• [Exercise aim] Using the entries below, quote exactly the span of lines that begins with the line containing "mask of: <item>dark background banner</item>" and ends with the final line.
## begin Extracted material
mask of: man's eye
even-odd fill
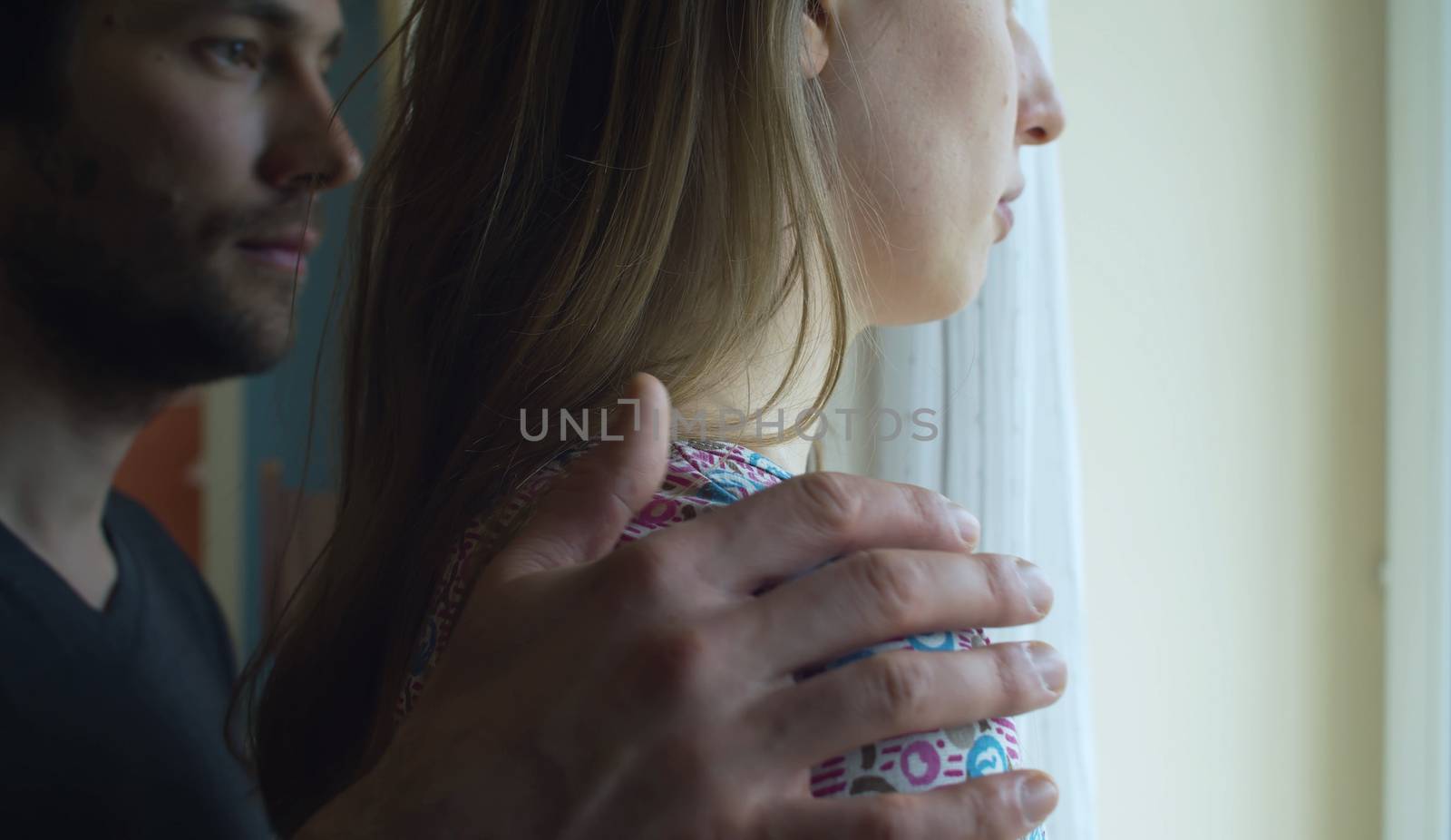
[[[212,38],[199,44],[202,54],[223,70],[260,70],[263,51],[255,41]]]

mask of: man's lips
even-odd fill
[[[319,239],[315,229],[297,229],[242,239],[237,247],[250,260],[268,268],[306,273],[308,254],[316,250]]]

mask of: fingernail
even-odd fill
[[[1048,575],[1043,575],[1042,569],[1027,560],[1019,560],[1017,576],[1023,582],[1023,590],[1027,592],[1027,601],[1033,605],[1033,611],[1039,615],[1048,615],[1048,611],[1053,608],[1053,585],[1048,582]]]
[[[1051,644],[1033,641],[1027,646],[1027,659],[1033,663],[1033,672],[1043,683],[1043,691],[1053,695],[1064,693],[1068,685],[1068,662],[1064,654]]]
[[[1058,785],[1042,773],[1024,776],[1017,786],[1017,801],[1023,808],[1023,818],[1037,825],[1058,807]]]
[[[978,522],[978,518],[969,514],[962,505],[946,496],[942,496],[942,501],[948,505],[953,524],[958,527],[958,535],[968,544],[968,550],[971,551],[977,548],[978,540],[982,538],[982,524]]]

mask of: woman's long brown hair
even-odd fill
[[[821,334],[824,405],[855,260],[802,13],[808,0],[415,1],[355,209],[337,530],[239,695],[284,834],[386,746],[379,709],[445,550],[557,453],[519,434],[521,409],[607,406],[640,370],[688,403],[797,305],[786,374],[752,408],[773,406]]]

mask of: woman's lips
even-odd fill
[[[1003,229],[998,234],[998,238],[994,239],[994,241],[995,242],[1001,242],[1003,239],[1007,239],[1008,234],[1013,232],[1013,221],[1014,221],[1013,219],[1013,205],[1008,203],[1007,200],[998,202],[997,218],[998,218],[998,221],[1003,222]]]

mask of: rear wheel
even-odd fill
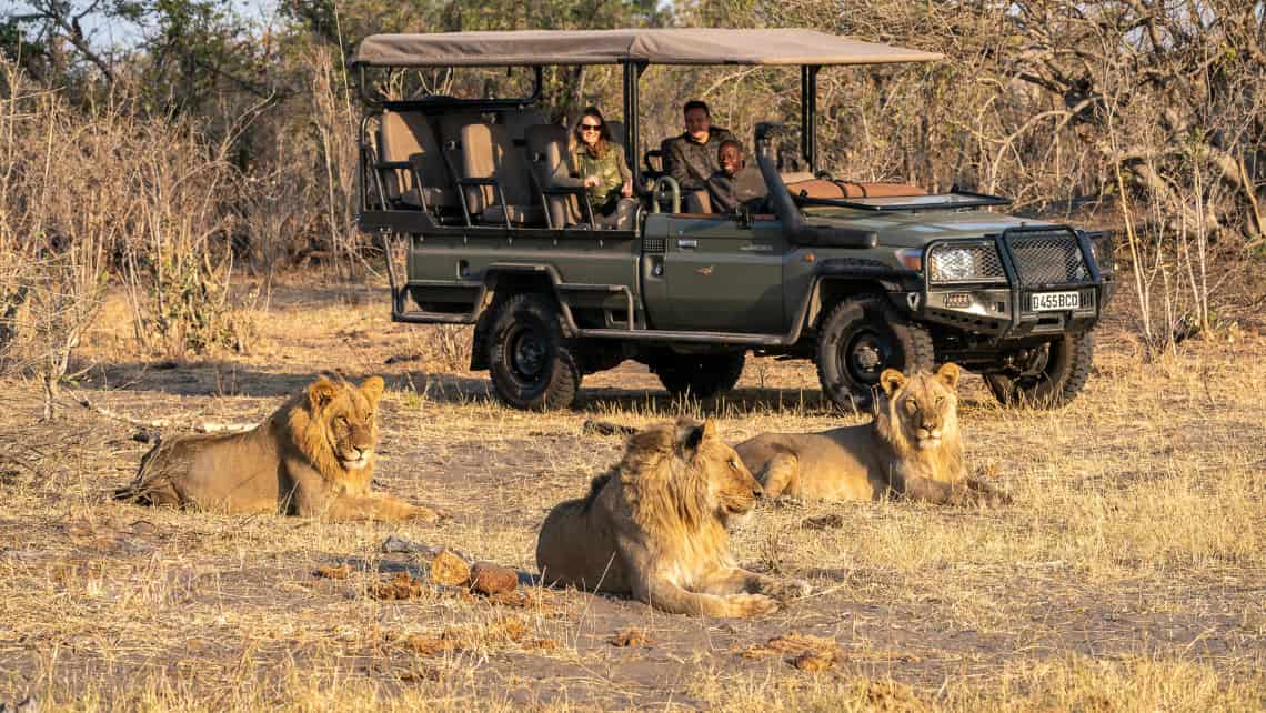
[[[904,319],[884,295],[841,301],[818,329],[822,394],[843,409],[870,408],[885,369],[931,371],[932,337]]]
[[[724,394],[738,384],[743,375],[743,362],[747,352],[728,355],[668,355],[655,365],[652,371],[660,377],[660,384],[674,396],[690,394],[696,399],[706,399]]]
[[[1072,401],[1090,377],[1095,357],[1094,337],[1066,334],[1031,350],[1023,369],[1010,374],[989,374],[985,384],[1005,407],[1057,409]]]
[[[487,336],[492,390],[517,409],[565,409],[576,400],[581,372],[563,337],[553,299],[520,294],[501,303]]]

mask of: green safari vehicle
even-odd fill
[[[823,67],[939,54],[805,29],[524,30],[384,34],[357,49],[360,228],[389,255],[398,322],[475,324],[471,369],[522,409],[566,408],[586,374],[646,363],[674,394],[734,386],[747,352],[813,360],[823,394],[865,407],[885,367],[953,361],[1004,404],[1053,408],[1085,385],[1113,289],[1110,237],[984,210],[1003,198],[858,184],[817,165]],[[799,146],[762,124],[755,209],[682,213],[644,156],[638,84],[651,63],[800,70]],[[553,187],[567,129],[541,111],[543,66],[623,67],[624,146],[639,205],[614,228],[584,189]],[[530,67],[522,98],[370,98],[366,72]],[[685,98],[682,98],[685,99]],[[639,161],[638,158],[644,158]],[[403,272],[403,274],[401,274]]]

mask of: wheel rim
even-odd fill
[[[510,374],[523,384],[542,381],[549,362],[546,336],[533,328],[522,328],[510,336]]]
[[[860,329],[839,351],[839,371],[855,384],[874,386],[884,365],[893,356],[893,346],[874,329]]]

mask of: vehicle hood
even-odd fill
[[[1051,225],[1046,220],[979,210],[877,213],[841,208],[805,208],[808,225],[875,230],[885,247],[922,247],[944,238],[979,238],[1008,228]]]

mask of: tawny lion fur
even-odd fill
[[[434,519],[433,510],[370,493],[382,389],[377,376],[360,386],[318,376],[251,431],[158,443],[115,496],[222,513]]]
[[[736,451],[766,495],[823,500],[1005,502],[967,476],[958,432],[958,366],[880,375],[875,419],[822,433],[762,433]]]
[[[741,569],[725,527],[761,494],[711,420],[649,428],[629,438],[586,498],[555,507],[537,566],[548,584],[632,595],[676,614],[774,612],[809,585]]]

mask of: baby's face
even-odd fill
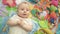
[[[30,9],[28,4],[21,4],[18,7],[18,15],[22,18],[27,18],[29,16]]]

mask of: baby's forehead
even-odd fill
[[[19,8],[19,7],[29,7],[29,3],[26,3],[26,2],[20,3],[20,4],[18,5],[18,8]]]

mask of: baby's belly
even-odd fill
[[[8,34],[28,34],[28,32],[22,29],[21,27],[15,26],[10,27]]]

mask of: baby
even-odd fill
[[[33,23],[29,17],[30,8],[28,2],[22,2],[18,5],[17,14],[8,20],[8,34],[28,34],[32,31]]]

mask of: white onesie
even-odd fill
[[[10,18],[11,20],[13,20],[16,24],[16,22],[20,19],[20,17],[18,15],[14,15],[13,17]],[[23,19],[23,21],[27,24],[32,25],[32,21],[31,19]],[[9,28],[9,33],[8,34],[28,34],[27,31],[25,31],[24,29],[22,29],[19,26],[10,26]]]

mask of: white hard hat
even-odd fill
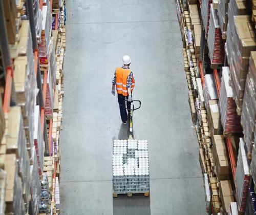
[[[130,56],[124,55],[123,57],[122,61],[124,65],[129,65],[131,63],[132,60],[131,59],[131,57],[130,57]]]

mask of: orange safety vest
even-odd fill
[[[127,78],[131,73],[131,70],[123,69],[121,67],[116,68],[116,91],[118,94],[122,94],[123,96],[128,96],[128,91],[127,90]],[[133,92],[133,89],[135,86],[135,80],[132,78],[132,87],[131,90]]]

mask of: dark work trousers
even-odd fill
[[[123,96],[122,94],[117,94],[117,98],[118,99],[118,104],[119,104],[120,114],[121,118],[123,122],[127,122],[127,112],[125,109],[125,102],[124,101],[125,99],[128,99],[128,96]],[[129,109],[131,108],[131,102],[126,102],[126,106]],[[128,111],[128,113],[130,113],[130,111]]]

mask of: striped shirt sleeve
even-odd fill
[[[127,77],[127,88],[131,88],[132,87],[132,79],[133,77],[133,72],[131,72],[131,73]]]
[[[116,71],[115,71],[115,74],[114,75],[114,78],[112,80],[112,84],[116,85]]]

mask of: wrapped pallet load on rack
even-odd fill
[[[243,138],[240,138],[240,140],[235,185],[238,209],[240,212],[243,212],[246,207],[246,197],[250,182],[250,173],[245,153],[245,143]]]
[[[41,42],[38,45],[39,59],[41,67],[48,68],[48,54],[50,51],[50,41],[51,31],[52,14],[50,2],[47,1],[47,5],[42,6],[42,26]]]
[[[14,81],[17,104],[22,107],[27,145],[33,145],[34,103],[36,82],[29,22],[22,21],[18,46],[19,57],[14,60]]]
[[[217,10],[214,9],[212,4],[210,4],[207,44],[211,67],[216,68],[223,64],[225,55],[224,41],[221,37]]]
[[[44,164],[44,144],[42,132],[41,128],[41,117],[40,116],[39,106],[36,105],[34,115],[34,123],[35,130],[33,134],[34,144],[36,149],[36,162],[37,162],[38,171],[40,175],[42,172]]]
[[[245,82],[241,123],[243,125],[246,152],[251,154],[256,122],[256,52],[251,52]]]
[[[228,9],[228,0],[219,0],[218,1],[217,10],[219,15],[219,20],[221,32],[225,33],[227,31]]]
[[[205,0],[202,1],[201,14],[204,31],[206,36],[208,36],[209,22],[210,20],[210,5],[212,3],[212,0]]]
[[[256,41],[249,16],[233,16],[229,19],[226,54],[230,70],[233,96],[241,115],[245,80],[251,51],[256,50]]]
[[[30,205],[30,212],[32,214],[36,214],[38,211],[39,201],[40,200],[40,184],[38,174],[38,164],[37,156],[35,146],[31,148],[32,161],[33,164],[30,166],[29,188],[31,193]]]
[[[209,101],[218,99],[218,94],[214,74],[207,74],[205,75],[204,79],[203,95],[204,98],[205,109],[208,113],[209,110]]]
[[[10,108],[6,137],[8,153],[6,157],[6,162],[8,158],[9,161],[8,163],[10,165],[6,168],[8,177],[6,211],[15,213],[19,211],[21,205],[22,207],[28,207],[29,200],[30,161],[20,107]],[[10,180],[11,176],[13,177],[12,180]]]
[[[225,134],[241,133],[242,128],[240,116],[237,113],[237,105],[233,99],[233,91],[229,85],[229,68],[222,67],[219,107]]]
[[[229,165],[223,136],[214,135],[212,141],[212,157],[218,181],[229,179]]]
[[[39,1],[38,0],[33,1],[34,6],[34,15],[35,17],[35,27],[36,33],[36,38],[38,42],[41,42],[41,30],[42,29],[42,12],[40,8]]]

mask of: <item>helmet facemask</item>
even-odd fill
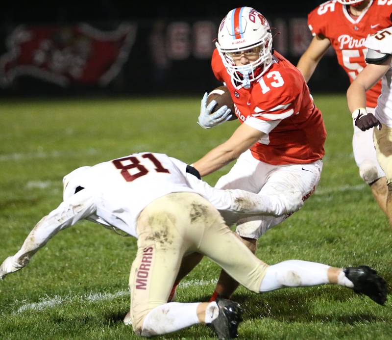
[[[342,5],[350,5],[354,7],[359,6],[366,1],[366,0],[338,0],[338,2]]]

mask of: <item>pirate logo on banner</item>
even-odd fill
[[[64,87],[109,84],[128,59],[136,25],[102,31],[86,24],[69,27],[20,26],[7,37],[0,57],[0,86],[30,76]]]

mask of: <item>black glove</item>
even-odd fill
[[[381,130],[381,123],[372,113],[364,114],[360,110],[356,110],[358,112],[357,118],[355,118],[355,126],[361,129],[362,131],[366,131],[371,129],[373,127],[378,126],[378,130]]]

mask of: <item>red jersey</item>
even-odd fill
[[[350,16],[347,6],[331,0],[311,12],[308,24],[313,35],[323,35],[329,40],[339,64],[352,82],[366,66],[365,58],[368,49],[365,48],[365,40],[380,29],[391,26],[391,12],[392,0],[370,0],[367,8],[354,19]],[[381,93],[380,80],[367,92],[366,105],[375,107]]]
[[[251,148],[257,159],[273,165],[312,163],[324,155],[326,132],[320,110],[315,105],[299,70],[278,53],[250,88],[233,82],[216,49],[212,56],[215,77],[225,83],[242,123],[266,131]]]

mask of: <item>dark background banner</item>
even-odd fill
[[[310,2],[307,10],[302,4],[291,13],[290,8],[265,11],[275,34],[275,48],[294,64],[312,39],[307,14],[318,2]],[[178,95],[218,84],[210,59],[218,25],[228,10],[206,14],[205,8],[194,7],[181,15],[179,8],[148,13],[126,7],[116,12],[112,3],[104,18],[102,6],[90,13],[84,7],[78,12],[60,7],[49,17],[43,11],[4,18],[0,95]],[[331,50],[310,82],[313,91],[346,88],[348,79],[335,59]]]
## end Extracted material
• [Solution to this exercise]
mask of: <item>dark background banner</item>
even-odd fill
[[[310,2],[307,10],[302,4],[291,13],[290,8],[265,11],[275,34],[275,48],[294,64],[312,39],[307,14],[318,2]],[[178,95],[218,84],[210,59],[218,25],[228,10],[206,14],[205,8],[194,7],[181,15],[179,8],[148,13],[126,7],[116,12],[112,3],[104,18],[102,6],[90,13],[84,7],[78,12],[60,7],[49,17],[43,11],[4,18],[0,95]],[[331,50],[310,82],[313,91],[346,88],[348,79],[335,59]]]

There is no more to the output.